Request 1: Extract the passage of the quarterly results text that runs from "Net sales for" up to and including "segment, excluding currency.".

* BEGIN Extract *

Fourth Quarter Review

Net sales for the quarter declined 25 percent to $278.9 million, compared to net sales of $371.4 million for the fourth quarter of 2008.  Excluding the impact of changes in currency translation rates, sales in the fourth quarter declined 32 percent over the same quarter last year.  Sales for the fourth quarter dropped 37 percent in Europe, 34 percent in the Americas, and 7 percent in the Asia-Pacific region, excluding the impact of currency.  Sales decreased 40 percent in the Work Function segment, 29 percent in the Controls segment, and 28 percent in the Propel segment, excluding currency.

The Company reported a net loss of $74.7 million, or $1.55 per share, for the fourth quarter of 2009, compared to a net loss of $90.6 million, or $1.88 per share, for the fourth quarter of 2008.  Fourth quarter 2009 results include restructuring and severance costs of $18.0 million, or $0.35 per share, and unusually high costs of certain product field recall activities, primarily related to the Propel segment, of $9.3 million, or $0.19 per share.  In addition, fourth quarter 2009 results were negatively impacted by $18.2 million, or $0.38 per share, relating to operating losses which received no tax benefit.  Results for fourth quarter 2008 were impacted by restructuring and severance costs of $24.9 million, or $0.37 per share, product field recall activities, primarily related to the Controls segment, of $7.5 million, or $0.11 per share, and goodwill and long-lived asset impairment costs of $58.2 million, or $0.97 per share.

Sven Ruder, President and Chief Executive Officer, commented, "Our fourth quarter sales and earnings were in line with our expectations.  Although sales declined by 32 percent, the drop is lower than we have reported in the last three quarters.  The drop in sales, the tax asset valuation allowances, and the restructuring costs associated with our aggressive cost reduction actions all continue to negatively influence our earnings.  However, the cost reduction actions have lowered our breakeven point and will allow for improved results this coming year, even with only a modest increase in sales."  

Increase in New Orders

The Company received new orders of $319.4 million for the fourth quarter of 2009, an increase of 44 percent from the fourth quarter of 2008.  Excluding currency translation rate changes, orders were up 32 percent.  

Total backlog at December 31, 2009, was $509.5 million, a 33 percent decline from the same period last year.

* END Extract *

Request 2: Gather every line in the rows below that contains the string "leaf".

* BEGIN Listed records *

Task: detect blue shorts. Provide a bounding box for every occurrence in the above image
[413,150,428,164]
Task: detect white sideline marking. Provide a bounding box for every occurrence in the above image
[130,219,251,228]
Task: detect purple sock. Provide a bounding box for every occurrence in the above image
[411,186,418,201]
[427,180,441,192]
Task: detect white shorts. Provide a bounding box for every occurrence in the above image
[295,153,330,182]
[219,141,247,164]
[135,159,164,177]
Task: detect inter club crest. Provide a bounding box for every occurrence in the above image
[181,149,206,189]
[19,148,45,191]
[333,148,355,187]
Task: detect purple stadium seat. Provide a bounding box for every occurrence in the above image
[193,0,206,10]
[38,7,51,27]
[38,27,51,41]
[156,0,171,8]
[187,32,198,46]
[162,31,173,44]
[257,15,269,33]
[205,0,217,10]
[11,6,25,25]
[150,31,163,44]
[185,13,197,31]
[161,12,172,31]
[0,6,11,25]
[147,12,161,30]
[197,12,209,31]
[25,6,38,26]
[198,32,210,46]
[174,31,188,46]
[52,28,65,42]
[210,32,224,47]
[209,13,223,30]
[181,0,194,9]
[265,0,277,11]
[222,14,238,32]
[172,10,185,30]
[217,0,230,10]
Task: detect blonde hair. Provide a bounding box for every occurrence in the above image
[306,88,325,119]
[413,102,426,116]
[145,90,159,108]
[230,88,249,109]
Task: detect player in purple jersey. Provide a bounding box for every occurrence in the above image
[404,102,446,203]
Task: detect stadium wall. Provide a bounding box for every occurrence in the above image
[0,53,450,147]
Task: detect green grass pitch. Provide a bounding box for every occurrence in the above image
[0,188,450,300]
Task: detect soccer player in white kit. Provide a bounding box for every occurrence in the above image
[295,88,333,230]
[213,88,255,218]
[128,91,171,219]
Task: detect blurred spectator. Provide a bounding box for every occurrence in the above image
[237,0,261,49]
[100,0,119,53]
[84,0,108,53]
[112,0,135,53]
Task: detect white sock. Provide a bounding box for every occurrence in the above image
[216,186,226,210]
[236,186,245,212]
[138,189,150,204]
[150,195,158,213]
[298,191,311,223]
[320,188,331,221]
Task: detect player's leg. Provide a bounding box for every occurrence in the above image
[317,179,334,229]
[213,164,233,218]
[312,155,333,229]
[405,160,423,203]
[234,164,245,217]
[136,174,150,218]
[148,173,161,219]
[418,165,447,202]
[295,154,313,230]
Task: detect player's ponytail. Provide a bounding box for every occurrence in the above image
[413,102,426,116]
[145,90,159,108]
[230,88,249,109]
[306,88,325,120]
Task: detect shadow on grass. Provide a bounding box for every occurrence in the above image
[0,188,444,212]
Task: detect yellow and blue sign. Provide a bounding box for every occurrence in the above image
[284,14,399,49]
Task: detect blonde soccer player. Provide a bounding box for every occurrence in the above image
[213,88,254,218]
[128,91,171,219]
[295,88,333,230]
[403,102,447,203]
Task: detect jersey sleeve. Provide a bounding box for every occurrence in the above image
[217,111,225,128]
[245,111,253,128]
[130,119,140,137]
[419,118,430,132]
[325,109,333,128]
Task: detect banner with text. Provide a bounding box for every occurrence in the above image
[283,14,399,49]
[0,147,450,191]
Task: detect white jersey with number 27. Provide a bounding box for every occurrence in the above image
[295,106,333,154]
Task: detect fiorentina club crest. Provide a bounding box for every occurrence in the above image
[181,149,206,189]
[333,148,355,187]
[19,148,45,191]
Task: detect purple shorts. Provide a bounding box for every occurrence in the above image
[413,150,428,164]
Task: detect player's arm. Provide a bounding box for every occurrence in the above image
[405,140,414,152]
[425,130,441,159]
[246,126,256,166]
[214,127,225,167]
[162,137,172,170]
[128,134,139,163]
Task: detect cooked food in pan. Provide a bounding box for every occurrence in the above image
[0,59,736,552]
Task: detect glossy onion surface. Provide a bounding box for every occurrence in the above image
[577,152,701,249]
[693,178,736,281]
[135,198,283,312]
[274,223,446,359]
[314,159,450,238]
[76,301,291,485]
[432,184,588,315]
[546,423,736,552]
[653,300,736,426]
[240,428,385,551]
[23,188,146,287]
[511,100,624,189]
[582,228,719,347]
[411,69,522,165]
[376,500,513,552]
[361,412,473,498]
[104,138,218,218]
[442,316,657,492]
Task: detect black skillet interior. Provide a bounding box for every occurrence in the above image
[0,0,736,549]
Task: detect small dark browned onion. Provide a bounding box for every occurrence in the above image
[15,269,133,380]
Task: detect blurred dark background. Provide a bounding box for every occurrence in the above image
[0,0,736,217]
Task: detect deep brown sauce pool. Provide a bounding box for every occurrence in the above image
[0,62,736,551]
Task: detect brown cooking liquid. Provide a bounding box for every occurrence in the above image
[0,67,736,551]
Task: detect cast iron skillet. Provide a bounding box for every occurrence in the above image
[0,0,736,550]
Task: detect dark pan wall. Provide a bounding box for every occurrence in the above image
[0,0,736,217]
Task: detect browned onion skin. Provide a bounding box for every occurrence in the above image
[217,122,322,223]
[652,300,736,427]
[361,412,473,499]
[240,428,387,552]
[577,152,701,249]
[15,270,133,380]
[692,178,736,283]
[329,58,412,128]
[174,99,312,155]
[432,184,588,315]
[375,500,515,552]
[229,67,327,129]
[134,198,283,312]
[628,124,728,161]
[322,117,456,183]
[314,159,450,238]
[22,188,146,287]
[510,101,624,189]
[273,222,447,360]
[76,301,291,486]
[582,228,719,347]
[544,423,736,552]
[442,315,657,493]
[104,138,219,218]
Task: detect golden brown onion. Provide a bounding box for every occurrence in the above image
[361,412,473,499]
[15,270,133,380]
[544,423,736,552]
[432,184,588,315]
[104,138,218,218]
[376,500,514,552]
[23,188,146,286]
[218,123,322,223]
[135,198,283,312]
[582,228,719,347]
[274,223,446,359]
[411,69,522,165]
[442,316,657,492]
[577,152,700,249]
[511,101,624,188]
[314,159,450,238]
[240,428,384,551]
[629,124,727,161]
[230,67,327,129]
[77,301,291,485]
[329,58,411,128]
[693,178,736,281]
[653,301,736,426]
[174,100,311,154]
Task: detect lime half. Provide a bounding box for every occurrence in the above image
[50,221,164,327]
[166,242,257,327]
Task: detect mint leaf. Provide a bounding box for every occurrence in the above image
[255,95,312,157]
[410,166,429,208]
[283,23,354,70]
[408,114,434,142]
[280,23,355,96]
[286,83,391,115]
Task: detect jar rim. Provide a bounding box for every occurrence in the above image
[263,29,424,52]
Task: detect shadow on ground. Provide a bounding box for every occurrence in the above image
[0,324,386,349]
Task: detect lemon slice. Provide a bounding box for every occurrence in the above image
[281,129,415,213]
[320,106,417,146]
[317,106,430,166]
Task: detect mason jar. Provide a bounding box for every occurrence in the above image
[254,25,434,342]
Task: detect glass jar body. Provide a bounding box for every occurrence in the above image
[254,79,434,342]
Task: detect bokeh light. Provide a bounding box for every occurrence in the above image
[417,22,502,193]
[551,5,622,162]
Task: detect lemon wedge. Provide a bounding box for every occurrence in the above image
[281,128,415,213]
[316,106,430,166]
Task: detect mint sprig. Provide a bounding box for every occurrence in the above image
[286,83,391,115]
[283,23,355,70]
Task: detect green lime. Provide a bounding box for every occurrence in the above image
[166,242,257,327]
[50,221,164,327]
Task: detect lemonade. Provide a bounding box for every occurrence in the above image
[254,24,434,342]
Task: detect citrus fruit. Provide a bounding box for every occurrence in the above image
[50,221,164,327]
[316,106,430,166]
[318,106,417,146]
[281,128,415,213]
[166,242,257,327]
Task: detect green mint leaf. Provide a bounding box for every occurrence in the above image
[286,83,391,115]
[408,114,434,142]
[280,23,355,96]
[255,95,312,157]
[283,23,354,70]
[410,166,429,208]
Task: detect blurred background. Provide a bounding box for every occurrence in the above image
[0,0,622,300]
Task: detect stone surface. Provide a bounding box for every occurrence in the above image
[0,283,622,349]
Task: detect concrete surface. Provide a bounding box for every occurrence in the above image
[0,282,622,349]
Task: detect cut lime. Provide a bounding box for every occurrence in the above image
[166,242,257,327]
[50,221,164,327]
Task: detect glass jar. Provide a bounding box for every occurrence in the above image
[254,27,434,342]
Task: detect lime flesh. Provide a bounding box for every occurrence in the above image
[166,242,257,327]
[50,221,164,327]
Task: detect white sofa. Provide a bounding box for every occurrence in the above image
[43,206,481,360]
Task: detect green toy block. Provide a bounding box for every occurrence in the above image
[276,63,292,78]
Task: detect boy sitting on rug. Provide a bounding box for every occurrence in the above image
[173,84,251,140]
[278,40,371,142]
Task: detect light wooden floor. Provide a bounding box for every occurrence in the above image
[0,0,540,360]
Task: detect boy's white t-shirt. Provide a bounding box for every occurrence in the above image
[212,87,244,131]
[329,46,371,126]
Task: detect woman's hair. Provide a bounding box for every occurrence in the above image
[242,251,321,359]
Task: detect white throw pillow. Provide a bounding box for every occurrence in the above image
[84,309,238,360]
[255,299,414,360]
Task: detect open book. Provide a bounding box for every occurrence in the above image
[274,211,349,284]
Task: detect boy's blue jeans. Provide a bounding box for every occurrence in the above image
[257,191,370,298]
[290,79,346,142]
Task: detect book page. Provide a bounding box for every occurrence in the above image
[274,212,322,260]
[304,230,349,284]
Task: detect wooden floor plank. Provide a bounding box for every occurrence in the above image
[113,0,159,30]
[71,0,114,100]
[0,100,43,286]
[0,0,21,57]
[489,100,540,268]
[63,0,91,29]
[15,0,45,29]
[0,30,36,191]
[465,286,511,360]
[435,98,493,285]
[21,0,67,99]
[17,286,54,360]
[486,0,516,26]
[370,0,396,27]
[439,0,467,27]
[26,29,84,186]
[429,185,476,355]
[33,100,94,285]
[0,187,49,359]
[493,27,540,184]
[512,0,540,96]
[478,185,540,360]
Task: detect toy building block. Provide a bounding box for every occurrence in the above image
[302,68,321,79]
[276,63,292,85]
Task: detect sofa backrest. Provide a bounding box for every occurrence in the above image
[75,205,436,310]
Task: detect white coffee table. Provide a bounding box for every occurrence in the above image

* END Listed records *

Correct output 1:
Net sales for the quarter declined 25 percent to $278.9 million, compared to net sales of $371.4 million for the fourth quarter of 2008.  Excluding the impact of changes in currency translation rates, sales in the fourth quarter declined 32 percent over the same quarter last year.  Sales for the fourth quarter dropped 37 percent in Europe, 34 percent in the Americas, and 7 percent in the Asia-Pacific region, excluding the impact of currency.  Sales decreased 40 percent in the Work Function segment, 29 percent in the Controls segment, and 28 percent in the Propel segment, excluding currency.

Correct output 2:
Task: detect mint leaf. Provide a bounding box for every occurrence in the above image
Task: detect green mint leaf. Provide a bounding box for every occurrence in the above image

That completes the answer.